(Stored data entries)
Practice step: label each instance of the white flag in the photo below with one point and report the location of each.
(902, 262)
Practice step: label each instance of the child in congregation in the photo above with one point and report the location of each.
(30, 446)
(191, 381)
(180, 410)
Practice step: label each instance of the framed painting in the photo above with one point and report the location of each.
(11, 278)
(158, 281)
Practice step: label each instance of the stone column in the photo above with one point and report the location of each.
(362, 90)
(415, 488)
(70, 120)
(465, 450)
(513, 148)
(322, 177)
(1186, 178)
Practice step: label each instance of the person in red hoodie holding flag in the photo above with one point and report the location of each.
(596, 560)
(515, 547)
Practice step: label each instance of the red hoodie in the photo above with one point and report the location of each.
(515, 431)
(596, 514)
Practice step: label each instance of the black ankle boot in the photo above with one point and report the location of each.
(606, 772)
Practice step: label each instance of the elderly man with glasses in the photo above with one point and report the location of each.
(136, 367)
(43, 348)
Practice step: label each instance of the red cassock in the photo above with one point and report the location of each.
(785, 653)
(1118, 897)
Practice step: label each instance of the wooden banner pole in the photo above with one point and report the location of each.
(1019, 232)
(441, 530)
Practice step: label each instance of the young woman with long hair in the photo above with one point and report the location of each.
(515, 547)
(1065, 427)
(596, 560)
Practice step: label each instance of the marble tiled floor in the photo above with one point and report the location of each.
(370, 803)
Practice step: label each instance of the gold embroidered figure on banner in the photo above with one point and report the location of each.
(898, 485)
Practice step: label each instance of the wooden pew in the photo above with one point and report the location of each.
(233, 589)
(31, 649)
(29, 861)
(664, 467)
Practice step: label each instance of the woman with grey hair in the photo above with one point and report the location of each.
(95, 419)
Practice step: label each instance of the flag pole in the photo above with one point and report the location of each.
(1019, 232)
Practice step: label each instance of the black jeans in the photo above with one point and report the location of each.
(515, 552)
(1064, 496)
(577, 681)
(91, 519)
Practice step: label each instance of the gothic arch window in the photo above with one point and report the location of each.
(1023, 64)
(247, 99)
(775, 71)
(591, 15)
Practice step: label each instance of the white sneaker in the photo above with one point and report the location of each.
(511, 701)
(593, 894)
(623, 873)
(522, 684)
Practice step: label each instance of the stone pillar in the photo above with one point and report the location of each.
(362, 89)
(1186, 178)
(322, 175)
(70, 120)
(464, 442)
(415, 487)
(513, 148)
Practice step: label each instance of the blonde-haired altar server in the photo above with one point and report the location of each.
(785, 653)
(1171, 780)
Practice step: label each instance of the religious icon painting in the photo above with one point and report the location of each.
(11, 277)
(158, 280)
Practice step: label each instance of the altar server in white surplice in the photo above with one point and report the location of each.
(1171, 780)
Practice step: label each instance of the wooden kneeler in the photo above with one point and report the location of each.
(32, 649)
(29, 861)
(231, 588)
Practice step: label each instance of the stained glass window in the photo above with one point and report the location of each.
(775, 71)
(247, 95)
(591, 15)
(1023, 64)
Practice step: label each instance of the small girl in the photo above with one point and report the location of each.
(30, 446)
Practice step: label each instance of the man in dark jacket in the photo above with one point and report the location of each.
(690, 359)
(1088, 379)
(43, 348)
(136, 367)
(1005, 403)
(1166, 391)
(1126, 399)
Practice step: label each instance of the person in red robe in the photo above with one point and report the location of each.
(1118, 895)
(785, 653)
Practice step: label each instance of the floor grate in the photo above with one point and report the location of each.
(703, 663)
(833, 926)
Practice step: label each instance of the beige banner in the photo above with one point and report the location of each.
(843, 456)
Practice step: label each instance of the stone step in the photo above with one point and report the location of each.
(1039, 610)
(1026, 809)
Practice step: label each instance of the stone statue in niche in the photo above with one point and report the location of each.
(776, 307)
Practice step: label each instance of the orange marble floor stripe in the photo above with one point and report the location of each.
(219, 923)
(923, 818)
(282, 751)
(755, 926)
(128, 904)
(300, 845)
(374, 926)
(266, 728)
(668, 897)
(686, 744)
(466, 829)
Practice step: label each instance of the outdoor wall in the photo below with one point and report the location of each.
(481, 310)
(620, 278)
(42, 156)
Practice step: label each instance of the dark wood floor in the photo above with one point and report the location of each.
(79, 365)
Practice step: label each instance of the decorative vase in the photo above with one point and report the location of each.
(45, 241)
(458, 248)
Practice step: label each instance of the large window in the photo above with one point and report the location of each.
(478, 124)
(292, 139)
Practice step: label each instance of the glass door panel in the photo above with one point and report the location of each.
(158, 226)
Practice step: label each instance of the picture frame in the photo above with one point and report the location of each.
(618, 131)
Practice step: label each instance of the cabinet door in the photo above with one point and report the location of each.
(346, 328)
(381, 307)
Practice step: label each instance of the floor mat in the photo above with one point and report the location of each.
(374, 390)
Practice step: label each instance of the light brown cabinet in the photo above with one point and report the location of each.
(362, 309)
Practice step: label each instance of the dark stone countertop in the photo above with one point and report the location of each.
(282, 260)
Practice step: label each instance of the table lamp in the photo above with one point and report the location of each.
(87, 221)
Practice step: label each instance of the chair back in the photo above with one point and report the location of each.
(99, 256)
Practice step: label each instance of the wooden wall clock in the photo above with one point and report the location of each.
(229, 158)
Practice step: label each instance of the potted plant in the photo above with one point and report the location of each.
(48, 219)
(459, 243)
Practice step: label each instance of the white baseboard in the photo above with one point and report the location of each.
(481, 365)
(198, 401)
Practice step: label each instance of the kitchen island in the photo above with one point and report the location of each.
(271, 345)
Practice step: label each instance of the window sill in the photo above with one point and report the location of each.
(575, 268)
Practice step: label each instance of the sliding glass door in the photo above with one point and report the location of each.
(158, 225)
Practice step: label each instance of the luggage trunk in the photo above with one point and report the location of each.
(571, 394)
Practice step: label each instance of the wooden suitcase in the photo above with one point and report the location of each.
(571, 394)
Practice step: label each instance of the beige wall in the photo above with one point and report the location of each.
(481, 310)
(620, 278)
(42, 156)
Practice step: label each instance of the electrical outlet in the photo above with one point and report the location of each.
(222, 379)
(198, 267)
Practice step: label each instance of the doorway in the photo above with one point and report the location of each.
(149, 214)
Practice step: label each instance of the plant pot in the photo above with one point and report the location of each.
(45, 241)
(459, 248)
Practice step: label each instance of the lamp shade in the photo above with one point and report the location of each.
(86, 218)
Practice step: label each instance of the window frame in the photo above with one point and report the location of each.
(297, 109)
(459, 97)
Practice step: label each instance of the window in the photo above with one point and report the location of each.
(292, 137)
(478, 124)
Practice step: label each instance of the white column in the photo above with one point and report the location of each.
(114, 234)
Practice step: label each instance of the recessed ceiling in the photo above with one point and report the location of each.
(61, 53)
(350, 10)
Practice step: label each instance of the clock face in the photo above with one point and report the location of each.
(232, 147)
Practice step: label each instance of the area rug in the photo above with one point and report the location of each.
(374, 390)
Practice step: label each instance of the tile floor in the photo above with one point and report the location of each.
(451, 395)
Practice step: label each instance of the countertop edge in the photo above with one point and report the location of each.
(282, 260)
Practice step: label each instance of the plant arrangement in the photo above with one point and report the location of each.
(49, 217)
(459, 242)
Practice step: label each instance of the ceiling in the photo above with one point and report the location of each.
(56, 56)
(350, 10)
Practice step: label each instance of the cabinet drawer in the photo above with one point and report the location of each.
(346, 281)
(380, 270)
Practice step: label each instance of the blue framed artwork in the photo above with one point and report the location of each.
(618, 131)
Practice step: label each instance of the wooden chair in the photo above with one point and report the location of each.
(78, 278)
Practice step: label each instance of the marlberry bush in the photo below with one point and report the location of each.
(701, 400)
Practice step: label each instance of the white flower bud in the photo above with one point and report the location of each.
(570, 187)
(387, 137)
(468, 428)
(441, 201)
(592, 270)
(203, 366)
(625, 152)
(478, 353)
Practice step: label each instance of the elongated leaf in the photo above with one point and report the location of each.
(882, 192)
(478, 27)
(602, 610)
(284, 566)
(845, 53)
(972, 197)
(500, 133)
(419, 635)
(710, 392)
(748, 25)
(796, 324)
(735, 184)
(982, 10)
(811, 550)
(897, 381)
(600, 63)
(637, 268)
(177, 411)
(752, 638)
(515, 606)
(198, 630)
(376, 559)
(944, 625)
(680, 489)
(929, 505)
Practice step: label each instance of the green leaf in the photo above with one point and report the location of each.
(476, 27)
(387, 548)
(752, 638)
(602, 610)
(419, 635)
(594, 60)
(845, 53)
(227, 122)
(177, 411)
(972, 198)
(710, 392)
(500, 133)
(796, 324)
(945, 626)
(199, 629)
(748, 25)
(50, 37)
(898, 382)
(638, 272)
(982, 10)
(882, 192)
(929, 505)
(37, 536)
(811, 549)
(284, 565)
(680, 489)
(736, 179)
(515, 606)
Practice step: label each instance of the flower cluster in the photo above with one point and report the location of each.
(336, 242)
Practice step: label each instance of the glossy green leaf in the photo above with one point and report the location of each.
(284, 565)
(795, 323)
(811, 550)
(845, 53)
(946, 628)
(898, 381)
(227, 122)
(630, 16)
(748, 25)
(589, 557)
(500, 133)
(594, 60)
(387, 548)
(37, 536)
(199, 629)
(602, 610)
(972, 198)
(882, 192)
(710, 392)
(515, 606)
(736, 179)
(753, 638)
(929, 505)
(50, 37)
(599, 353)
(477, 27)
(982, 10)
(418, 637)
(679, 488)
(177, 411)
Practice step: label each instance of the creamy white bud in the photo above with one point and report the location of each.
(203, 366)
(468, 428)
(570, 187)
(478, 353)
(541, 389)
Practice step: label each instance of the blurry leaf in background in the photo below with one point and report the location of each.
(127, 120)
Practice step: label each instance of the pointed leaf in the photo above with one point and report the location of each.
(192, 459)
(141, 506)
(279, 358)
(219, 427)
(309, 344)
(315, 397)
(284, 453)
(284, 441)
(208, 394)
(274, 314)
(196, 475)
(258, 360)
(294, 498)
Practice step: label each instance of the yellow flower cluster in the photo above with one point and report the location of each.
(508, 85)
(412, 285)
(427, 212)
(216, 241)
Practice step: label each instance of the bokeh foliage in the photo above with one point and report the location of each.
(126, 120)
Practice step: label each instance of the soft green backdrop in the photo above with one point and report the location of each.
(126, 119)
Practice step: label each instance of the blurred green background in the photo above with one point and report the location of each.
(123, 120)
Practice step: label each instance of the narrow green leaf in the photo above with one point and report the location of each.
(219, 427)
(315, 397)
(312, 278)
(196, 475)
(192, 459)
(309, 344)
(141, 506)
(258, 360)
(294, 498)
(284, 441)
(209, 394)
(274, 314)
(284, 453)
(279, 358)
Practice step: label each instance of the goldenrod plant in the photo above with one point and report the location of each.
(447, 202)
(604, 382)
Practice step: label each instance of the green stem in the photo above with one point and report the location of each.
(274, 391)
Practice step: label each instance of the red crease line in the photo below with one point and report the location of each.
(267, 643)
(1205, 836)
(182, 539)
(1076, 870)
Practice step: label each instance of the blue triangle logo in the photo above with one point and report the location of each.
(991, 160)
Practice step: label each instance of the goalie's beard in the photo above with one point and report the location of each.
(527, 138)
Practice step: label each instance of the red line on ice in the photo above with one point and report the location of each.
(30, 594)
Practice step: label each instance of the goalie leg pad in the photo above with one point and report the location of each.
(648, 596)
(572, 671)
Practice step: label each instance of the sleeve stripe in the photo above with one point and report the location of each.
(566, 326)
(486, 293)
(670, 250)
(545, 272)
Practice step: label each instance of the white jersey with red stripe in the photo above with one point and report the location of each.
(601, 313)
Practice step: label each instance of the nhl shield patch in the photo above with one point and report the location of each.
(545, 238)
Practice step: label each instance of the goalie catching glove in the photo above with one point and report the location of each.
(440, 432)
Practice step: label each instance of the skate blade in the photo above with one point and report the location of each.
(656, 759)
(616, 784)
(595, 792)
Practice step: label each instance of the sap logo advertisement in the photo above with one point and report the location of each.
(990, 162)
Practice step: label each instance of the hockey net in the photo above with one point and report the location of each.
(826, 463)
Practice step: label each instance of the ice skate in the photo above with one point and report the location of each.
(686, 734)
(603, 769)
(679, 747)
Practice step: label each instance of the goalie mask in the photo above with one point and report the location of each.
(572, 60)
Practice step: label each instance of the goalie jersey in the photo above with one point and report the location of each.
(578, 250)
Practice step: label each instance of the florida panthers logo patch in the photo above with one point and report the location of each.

> _Task details_: Set down, word for word, every line from the line that holds "Practice step: label each instance of the sleeve" to the end of the entries above, including both ends.

> _Reply_:
Practice step: label each instance of the sleeve stripe in the photo above with one point and report the location of each.
(566, 326)
(486, 293)
(670, 250)
(545, 272)
Practice step: label each instance of the white jersey with red stripe in the photo above with one point and report the location of each.
(601, 313)
Practice step: label each instance of the nhl shield patch in the photo above with one point and report the location of each.
(545, 238)
Practice step: label each instance of the goalie catching glove in the photo above with one point and report the location of each.
(440, 432)
Practice step: label each instance of the skate blade in the photo above with one point and report the location of each.
(656, 759)
(616, 784)
(595, 792)
Practice step: label each instance of the sap logo advertisement in the photo above with one point and report the location of each.
(990, 162)
Practice step: label each instance of the hockey net in the photo above with one point and report the location of each.
(826, 463)
Practice step: label each instance of the ice skate in the photo above with one point and report the location of each.
(686, 734)
(603, 769)
(679, 747)
Practice step: label each instance of the goalie mask in the photo above with one point and report the location of each.
(572, 60)
Practice step: label each instance of the goalie jersey in the photo above with one point and report the location of each.
(578, 250)
Practice step: label each instance of the florida panthers logo patch in the photo above with one point and report the location of each.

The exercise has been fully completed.